* Activity *
A faithful transcription of all the records is required.

* Task inputs *
________________________________________
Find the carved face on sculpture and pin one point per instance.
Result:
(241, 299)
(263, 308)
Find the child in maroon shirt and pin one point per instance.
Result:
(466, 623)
________________________________________
* The completed task *
Find the carved face on sculpture and pin one point per instance.
Result:
(241, 299)
(263, 308)
Find the child in maroon shirt and pin one point per instance.
Result:
(466, 623)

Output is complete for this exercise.